**Required task:** Extract every line of the records below that contains the word "frogfish".

START Input records

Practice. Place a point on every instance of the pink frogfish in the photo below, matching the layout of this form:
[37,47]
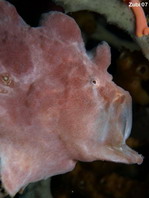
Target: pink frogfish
[57,105]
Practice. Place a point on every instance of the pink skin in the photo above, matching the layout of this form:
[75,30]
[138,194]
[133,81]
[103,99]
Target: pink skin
[57,105]
[141,23]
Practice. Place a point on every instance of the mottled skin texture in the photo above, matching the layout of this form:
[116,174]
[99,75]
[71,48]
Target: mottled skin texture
[57,105]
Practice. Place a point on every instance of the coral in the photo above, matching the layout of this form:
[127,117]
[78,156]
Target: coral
[115,11]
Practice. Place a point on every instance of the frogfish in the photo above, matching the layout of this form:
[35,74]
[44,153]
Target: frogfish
[58,105]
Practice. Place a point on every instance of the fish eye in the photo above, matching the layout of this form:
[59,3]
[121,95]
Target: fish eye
[94,82]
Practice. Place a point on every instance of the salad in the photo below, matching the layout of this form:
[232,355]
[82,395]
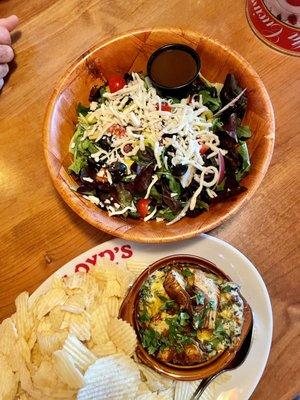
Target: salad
[139,155]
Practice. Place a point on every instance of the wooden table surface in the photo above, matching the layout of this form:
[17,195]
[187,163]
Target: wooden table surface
[39,233]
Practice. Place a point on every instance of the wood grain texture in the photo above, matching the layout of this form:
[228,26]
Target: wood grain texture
[39,233]
[130,52]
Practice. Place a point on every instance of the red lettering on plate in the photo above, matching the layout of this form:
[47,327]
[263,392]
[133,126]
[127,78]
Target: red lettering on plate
[82,268]
[92,260]
[108,252]
[127,252]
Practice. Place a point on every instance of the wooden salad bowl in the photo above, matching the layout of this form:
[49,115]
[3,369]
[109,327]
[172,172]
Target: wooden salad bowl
[130,52]
[128,312]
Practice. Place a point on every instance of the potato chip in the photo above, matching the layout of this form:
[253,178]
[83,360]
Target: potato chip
[113,305]
[48,301]
[8,380]
[81,330]
[26,382]
[81,356]
[66,369]
[99,324]
[8,336]
[104,349]
[122,335]
[24,322]
[76,303]
[44,325]
[45,375]
[50,342]
[32,339]
[113,377]
[56,317]
[113,288]
[154,380]
[36,355]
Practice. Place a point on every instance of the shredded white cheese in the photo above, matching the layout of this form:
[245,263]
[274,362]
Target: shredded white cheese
[154,180]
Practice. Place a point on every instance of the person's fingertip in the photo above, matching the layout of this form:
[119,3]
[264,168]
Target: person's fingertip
[5,37]
[4,68]
[6,54]
[14,21]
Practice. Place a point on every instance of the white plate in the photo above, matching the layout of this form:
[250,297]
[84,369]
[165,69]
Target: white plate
[235,385]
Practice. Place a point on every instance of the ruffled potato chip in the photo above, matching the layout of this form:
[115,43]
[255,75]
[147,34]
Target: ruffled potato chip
[104,349]
[50,342]
[8,336]
[113,305]
[80,355]
[110,378]
[81,330]
[66,369]
[8,380]
[24,321]
[48,301]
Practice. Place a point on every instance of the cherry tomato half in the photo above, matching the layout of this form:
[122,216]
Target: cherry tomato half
[116,83]
[164,107]
[142,207]
[203,149]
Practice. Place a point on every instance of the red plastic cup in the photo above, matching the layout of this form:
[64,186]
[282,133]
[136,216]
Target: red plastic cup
[277,23]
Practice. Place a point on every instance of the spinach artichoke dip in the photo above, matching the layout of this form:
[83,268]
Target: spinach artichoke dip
[188,316]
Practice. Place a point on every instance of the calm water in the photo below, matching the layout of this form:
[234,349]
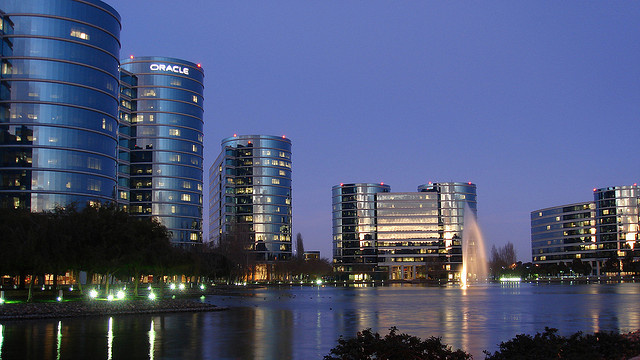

END Input records

**Expected output:**
Practice. Place a point on every instance of the pink frogfish in the photo below, matching the layout of this form:
Target: pink frogfish
Practice. Place a point on every instance of the frogfish in the photo above, matching the layout of this form:
Target: frogfish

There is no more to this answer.